:: TRECHO SELECIONADO ::
----
No imediato pós-guerra, o papel era drasticamente racionado e o Le Monde, como outros jornais, começou a circular em folha única impressa dos dois lados. Ao completar 70 anos em dezembro de 2014, o jornal comemorou a publicação de 21 mil números.
Com o tempo, o jornal foi se tornando um grupo de imprensa poderoso e multifacetado que hoje conta diversos títulos, entre eles o jornal online lemonde.fr, o Le Monde Diplomatique, Le Monde des Religions, o Courrier International, as revistas Télérama e La Vie.
Para a direita ele é à esquerda demais. Uma esquerda mais radical o considera de centro-esquerda e o critica por não tomar posições mais claras defendendo os países mais frágeis contra o poder da Troika, como no caso da Grécia. No entanto, para jornalistas de todos os espectros do leque político, o Le Monde é um modelo. Tornou-se o ”jornal de referência” na avaliação de jornalistas e políticos por sua ética e sua independência.
----
:: DADOS DE ENTRADA ::
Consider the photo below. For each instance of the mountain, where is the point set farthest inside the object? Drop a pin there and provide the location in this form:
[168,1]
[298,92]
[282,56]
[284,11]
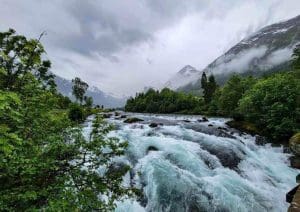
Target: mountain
[64,86]
[267,50]
[186,75]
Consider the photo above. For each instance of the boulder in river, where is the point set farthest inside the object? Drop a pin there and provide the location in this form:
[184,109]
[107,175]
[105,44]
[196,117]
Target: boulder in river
[204,119]
[153,125]
[133,120]
[106,115]
[152,148]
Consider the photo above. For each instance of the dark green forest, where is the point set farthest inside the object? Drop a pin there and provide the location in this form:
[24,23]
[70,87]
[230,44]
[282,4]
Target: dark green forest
[42,148]
[267,105]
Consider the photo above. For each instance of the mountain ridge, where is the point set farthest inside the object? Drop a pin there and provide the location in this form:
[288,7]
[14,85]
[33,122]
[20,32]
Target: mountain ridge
[64,86]
[266,50]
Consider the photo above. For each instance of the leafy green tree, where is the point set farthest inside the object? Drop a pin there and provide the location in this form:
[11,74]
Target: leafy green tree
[88,101]
[232,92]
[209,87]
[19,56]
[296,58]
[46,163]
[203,81]
[79,89]
[272,105]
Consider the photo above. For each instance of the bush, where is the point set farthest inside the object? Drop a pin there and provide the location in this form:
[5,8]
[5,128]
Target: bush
[272,105]
[76,113]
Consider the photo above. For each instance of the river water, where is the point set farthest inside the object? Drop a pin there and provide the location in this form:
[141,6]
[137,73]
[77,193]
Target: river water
[188,165]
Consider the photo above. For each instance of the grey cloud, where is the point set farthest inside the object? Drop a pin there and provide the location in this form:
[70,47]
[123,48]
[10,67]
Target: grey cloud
[107,30]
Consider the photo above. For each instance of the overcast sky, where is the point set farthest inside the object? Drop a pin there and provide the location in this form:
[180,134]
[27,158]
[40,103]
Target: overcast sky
[121,46]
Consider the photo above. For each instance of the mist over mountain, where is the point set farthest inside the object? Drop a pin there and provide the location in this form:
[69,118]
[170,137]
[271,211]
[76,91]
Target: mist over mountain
[182,77]
[64,86]
[266,50]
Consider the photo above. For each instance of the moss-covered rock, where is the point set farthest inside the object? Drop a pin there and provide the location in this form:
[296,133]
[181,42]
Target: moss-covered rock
[294,143]
[133,120]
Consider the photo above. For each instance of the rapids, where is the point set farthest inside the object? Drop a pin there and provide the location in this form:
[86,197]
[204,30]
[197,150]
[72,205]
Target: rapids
[185,164]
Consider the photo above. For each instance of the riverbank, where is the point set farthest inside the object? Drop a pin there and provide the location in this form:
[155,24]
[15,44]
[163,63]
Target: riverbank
[184,163]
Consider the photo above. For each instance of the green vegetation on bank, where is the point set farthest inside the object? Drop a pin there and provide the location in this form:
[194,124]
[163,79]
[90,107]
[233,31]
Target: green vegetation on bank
[164,101]
[269,105]
[46,164]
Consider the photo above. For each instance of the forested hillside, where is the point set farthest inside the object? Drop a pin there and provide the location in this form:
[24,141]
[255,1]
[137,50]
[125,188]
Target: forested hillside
[46,163]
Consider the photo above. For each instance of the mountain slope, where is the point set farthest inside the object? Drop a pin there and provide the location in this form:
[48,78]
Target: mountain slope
[100,98]
[183,77]
[266,50]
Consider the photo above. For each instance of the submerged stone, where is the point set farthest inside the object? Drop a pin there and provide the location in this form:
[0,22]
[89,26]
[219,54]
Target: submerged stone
[133,120]
[152,148]
[153,125]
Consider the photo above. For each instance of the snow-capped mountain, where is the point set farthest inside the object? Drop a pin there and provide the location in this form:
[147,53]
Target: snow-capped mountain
[64,86]
[266,50]
[261,51]
[186,75]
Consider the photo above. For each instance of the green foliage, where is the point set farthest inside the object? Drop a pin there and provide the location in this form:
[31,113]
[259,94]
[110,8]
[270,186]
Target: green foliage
[19,56]
[272,104]
[46,163]
[165,101]
[231,93]
[88,101]
[79,89]
[209,87]
[76,113]
[296,58]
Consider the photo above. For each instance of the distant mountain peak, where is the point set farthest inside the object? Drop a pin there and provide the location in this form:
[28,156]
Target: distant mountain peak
[268,49]
[188,69]
[184,76]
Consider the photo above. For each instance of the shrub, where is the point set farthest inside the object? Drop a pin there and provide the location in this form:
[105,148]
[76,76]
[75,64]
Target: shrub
[76,113]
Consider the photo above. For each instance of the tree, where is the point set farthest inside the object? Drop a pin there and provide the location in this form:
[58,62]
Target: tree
[296,58]
[203,81]
[209,87]
[79,89]
[46,163]
[19,56]
[232,92]
[88,101]
[272,105]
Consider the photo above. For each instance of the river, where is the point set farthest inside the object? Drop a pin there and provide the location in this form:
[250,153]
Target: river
[187,164]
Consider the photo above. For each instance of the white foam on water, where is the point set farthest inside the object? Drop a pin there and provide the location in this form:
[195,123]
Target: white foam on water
[186,171]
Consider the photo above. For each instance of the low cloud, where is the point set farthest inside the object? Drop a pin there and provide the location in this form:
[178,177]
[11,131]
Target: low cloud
[123,46]
[239,63]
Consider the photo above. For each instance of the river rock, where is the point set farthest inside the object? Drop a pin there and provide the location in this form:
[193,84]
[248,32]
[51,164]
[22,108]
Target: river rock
[133,120]
[152,148]
[259,140]
[106,115]
[204,119]
[294,143]
[295,162]
[153,125]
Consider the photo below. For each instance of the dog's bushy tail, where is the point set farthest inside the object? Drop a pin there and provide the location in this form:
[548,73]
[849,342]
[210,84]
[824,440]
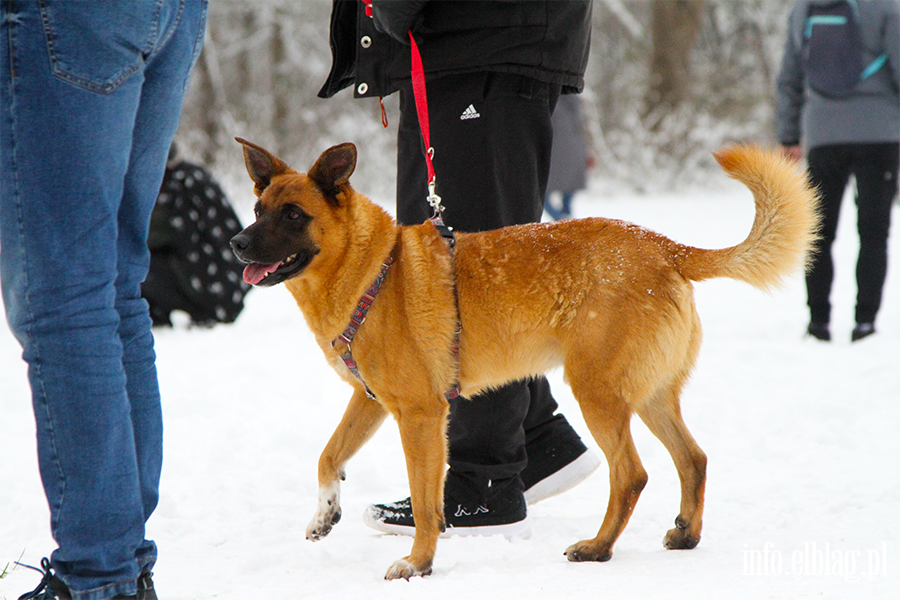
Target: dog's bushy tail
[783,231]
----
:: ENUNCIADO 1 ::
Liste todas as linhas dos registros que contêm a palavra "rapids", levando em conta maiúsculas e minúsculas.
:: ENUNCIADO 2 ::
Prolongue o texto sobre o jornal Le Monde a partir da última frase apresentada.
O texto e os registros não têm relação entre si.

:: RESPOSTA 1 ::
Consider the photo above. For each instance of the rapids, where is the point set farthest inside the object? Drop a pin there and provide the location in this form:
Target: rapids

:: RESPOSTA 2 ::
Mas nenhum jornal pode se tornar uma referência se não tiver como norte os três princípios que abrem a lista dos “deveres dos jornalistas” do Le Monde:
1. Respeitar a verdade, quaisquer que sejam as consequências para si mesmo, em razão do direito que o público tem de conhecer a verdade;
2.Defender a liberdade de informação, de comentário e crítica;
3. Publicar somente informações cuja origem é conhecida ou então acompanhá-las das reservas que se impõem; não suprimir as informações essenciais e não alterar os textos e documentos.
Em outro texto do código de ética do jornal lê-se que as diversas mídias do grupo têm por vocação fornecer uma informação de qualidade, precisa, devidamente checada e equilibrada. Os jornalistas devem ter um olhar crítico sobre os acontecimentos e os jornais do grupo devem expressar o pluralismo das opiniões.
Quantos jornais e revistas da grande imprensa brasileira poderiam garantir que respeitam esses deveres básicos do bom jornalismo?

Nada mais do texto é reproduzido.